• **PROBLEM DESCRIPTION**
Return every line below verbatim, from first to last, but omit the pictures.
::::::
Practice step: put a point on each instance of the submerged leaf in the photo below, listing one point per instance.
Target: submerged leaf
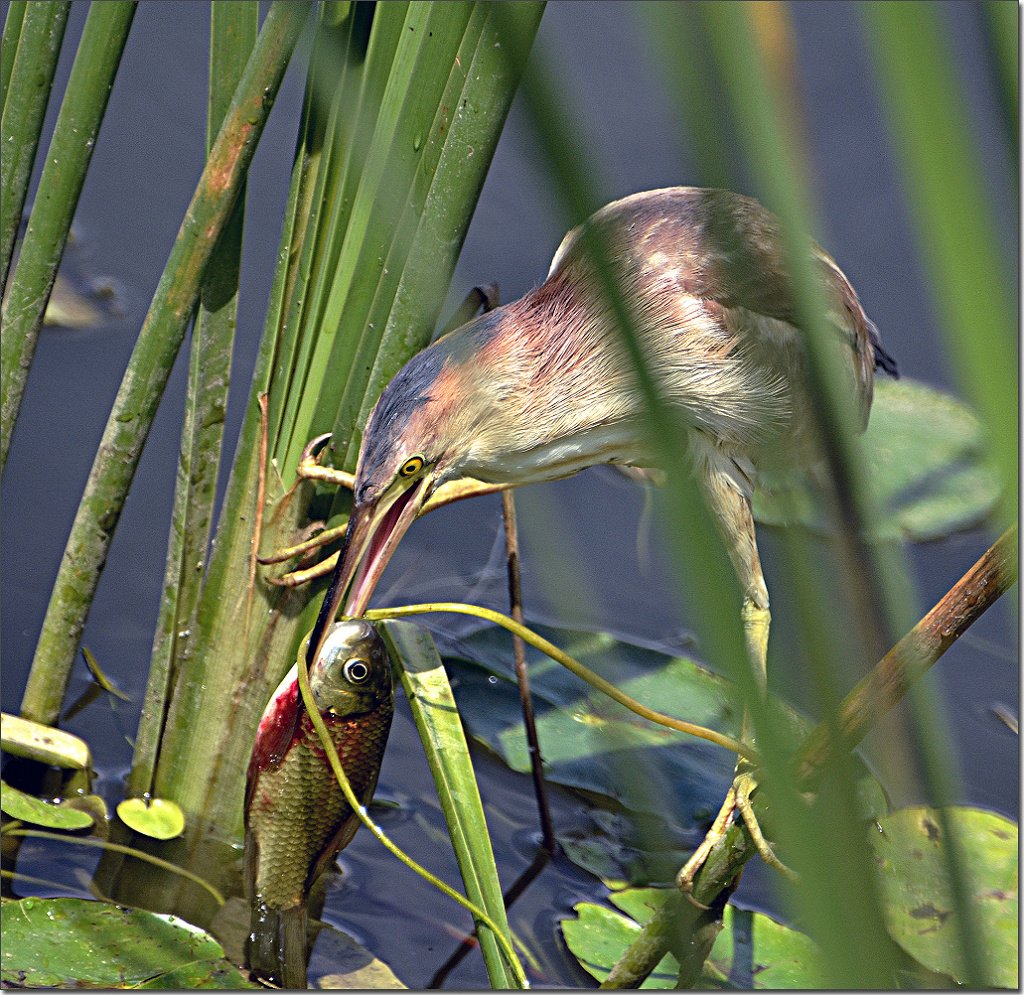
(752, 951)
(17, 805)
(158, 818)
(101, 679)
(920, 909)
(339, 962)
(925, 460)
(74, 943)
(648, 824)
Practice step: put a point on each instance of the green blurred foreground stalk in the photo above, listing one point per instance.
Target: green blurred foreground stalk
(688, 928)
(150, 366)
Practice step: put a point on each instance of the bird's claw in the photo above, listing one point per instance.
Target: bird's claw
(737, 801)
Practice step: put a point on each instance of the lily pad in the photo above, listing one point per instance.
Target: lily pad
(924, 456)
(645, 826)
(752, 951)
(158, 818)
(73, 943)
(20, 737)
(53, 815)
(920, 909)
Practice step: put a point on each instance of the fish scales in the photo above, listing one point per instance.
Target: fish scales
(297, 819)
(301, 809)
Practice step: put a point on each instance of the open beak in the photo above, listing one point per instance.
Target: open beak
(374, 531)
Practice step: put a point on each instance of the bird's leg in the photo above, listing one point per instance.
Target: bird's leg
(728, 492)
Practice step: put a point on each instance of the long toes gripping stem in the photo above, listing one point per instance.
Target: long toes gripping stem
(737, 802)
(309, 467)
::::::
• **THE COMPLETED TASK**
Practice step: put a point on each instance of the submerged leaf in the photo below, listing one point per instance.
Target: submerged leaf
(752, 951)
(17, 805)
(158, 818)
(101, 679)
(920, 909)
(339, 962)
(925, 460)
(74, 943)
(648, 824)
Practice step: put a point on each instance of the green blurred foreground stalk in the photo above, listing one point per instance.
Target: green blurred foreground stalk
(688, 928)
(150, 366)
Practice step: put a point on each instance of the bird's claw in the photo above, listing one point per instance.
Target: bird's claw
(737, 801)
Practice step: put a point on each instance of the lily pad in the photo above, listing one point per instance.
Target: lily pad
(924, 456)
(645, 826)
(752, 951)
(158, 818)
(73, 943)
(20, 737)
(53, 815)
(920, 909)
Practice step: put a point on each instance of the fish scales in the photo above, listing one point per instance.
Target: fish scales
(297, 819)
(301, 809)
Practice step: put a point on each instance of the open beak in the photo above, listing one point per instance.
Target: open beak
(374, 531)
Practice step: put a point on each instance of the bird's leg in the photo above, listing one point per instance.
Target: bird's leg
(728, 492)
Practice step: put a point on each instance of the long toes gripping stem in the photo above, listing one point per instance.
Target: long toes gripping stem
(737, 802)
(309, 467)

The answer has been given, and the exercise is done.